List of tasks:
**1.** In the standards list below, what does Anchor Standard 2 state?
**2.** Write the next part of the standards list below, picking up after its last standard.

Passage to read:
##############################
ESD1.CR.2 Demonstrate an understanding of dance as a form of communication

ESD1.PR.1 Identify and demonstrate movement elements, skills, and terminology in dance.

ESD1.PR.4 Understand and apply music concepts to dance.

ESD2.CN.3 Identify connections between dance and other areas of knowledge.

 

South Carolina Standards

Curriculum Standards

Kindergarten:

K.RL.MC.8.1 With guidance and support, read or listen closely to: describe characters and their actions;

K.W.MCC.3.1 Use a combination of drawing, dictating, and writing to narrate a single event or several loosely linked events, to tell about the events in the order in which they occurred, and to provide a reaction to what happened. 

K.C.MC.1.4 Participate in conversations with varied partners about focused grade level topics and texts in small and large groups.

Grade 1:

1.RL.MC.8.1 Read or listen closely to: a. describe characters’ actions and feelings; 

1.W.MCC.3.2 Plan, revise, and edit building on personal ideas and the ideas of others to strengthen writing. 

1.C.MC.3.1 Explore and compare how ideas and topics are depicted in a variety of media and formats.

Arts Standards

Anchor Standard 1: I can use movement exploration to discover and create artistic ideas and works.

Anchor Standard 2: I can choreograph a dance.

Anchor Standard 3: I can perform movements using the dance elements.
##############################
Dataset content:
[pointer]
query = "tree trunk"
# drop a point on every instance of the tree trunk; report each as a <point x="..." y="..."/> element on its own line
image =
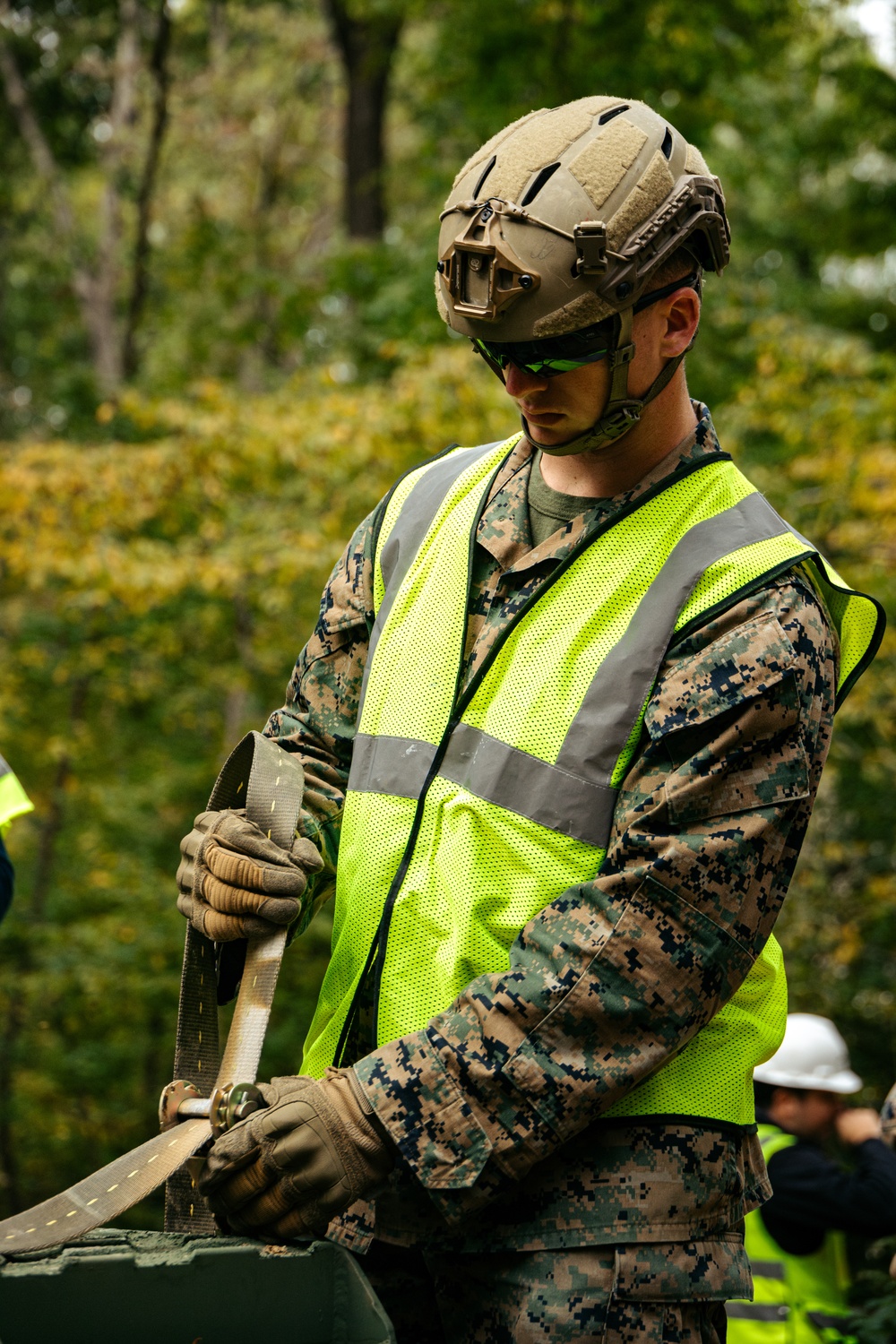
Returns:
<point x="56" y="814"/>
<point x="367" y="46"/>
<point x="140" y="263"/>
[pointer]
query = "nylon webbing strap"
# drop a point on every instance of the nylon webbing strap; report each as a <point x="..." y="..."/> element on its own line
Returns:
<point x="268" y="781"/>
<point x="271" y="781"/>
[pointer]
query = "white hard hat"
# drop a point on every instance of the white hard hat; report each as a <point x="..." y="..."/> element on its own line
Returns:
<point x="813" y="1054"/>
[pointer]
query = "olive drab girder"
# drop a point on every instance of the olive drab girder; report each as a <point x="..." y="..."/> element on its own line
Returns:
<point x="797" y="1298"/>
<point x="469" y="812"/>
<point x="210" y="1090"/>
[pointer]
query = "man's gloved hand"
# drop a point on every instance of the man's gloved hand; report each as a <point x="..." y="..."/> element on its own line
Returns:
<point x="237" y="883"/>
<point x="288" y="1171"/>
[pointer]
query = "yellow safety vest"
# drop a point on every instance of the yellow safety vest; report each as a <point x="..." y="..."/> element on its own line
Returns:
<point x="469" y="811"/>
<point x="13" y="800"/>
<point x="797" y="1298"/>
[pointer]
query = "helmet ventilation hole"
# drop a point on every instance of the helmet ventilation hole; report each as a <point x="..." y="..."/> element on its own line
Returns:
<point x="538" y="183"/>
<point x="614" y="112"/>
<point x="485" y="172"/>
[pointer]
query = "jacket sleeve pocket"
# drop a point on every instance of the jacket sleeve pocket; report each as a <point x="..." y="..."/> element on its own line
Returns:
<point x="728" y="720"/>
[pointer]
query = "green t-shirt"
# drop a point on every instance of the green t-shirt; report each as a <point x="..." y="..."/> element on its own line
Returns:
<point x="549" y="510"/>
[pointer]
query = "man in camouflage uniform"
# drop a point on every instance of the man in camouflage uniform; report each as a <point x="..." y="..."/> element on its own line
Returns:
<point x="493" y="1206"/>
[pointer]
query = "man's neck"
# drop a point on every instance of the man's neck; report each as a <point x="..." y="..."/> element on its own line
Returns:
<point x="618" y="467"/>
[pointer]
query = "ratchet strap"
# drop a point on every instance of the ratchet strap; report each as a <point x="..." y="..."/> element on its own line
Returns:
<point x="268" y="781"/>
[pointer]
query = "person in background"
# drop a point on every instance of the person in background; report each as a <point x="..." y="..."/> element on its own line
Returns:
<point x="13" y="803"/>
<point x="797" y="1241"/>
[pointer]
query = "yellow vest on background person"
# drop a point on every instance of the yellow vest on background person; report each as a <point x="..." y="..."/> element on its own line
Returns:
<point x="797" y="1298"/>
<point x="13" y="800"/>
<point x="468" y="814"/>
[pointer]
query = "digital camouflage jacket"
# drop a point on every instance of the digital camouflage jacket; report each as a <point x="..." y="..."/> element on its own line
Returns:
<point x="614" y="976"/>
##############################
Solved tasks:
**1.** I can choreograph a dance.

**2.**
Anchor Standard 5: I can describe, analyze, and evaluate a dance.

Anchor Standard 7: I can relate dance to other arts disciplines, content areas, and careers.

 

Key Vocabulary

Content Vocabulary

Beginning - The starting point of a story, including the introduction of who, where, what, why, and when.

Middle - The phase in which a story line develops, introducing conflict. 

End - The ultimate resolution or conclusion to conflict signaling that a story is stopping.

Transition - A word or phrase that connects two ideas.

Writing process - A cycle of activities, including brainstorming, drafting, revising, editing, and presentation, that are used to turn ideas into a literary work.

Emotion - A mental state that occurs depending on circumstances, mood, or relationships with others.

Arts Vocabulary

Level - The height of a movement in relationship to the floor (i.e., high, middle, low).

Locomotor - Movement that travels from one location to another in a pathway through space.

Non Locomotor - Movement that occurs without the body traveling from one point to another point.

Tempo - The speed of the beats of the movements that dancers perform.

Energy Qualities - A group of actors frozen to create a picture.

  • Swinging - Oscillatory (not swing dance, a genre of dance)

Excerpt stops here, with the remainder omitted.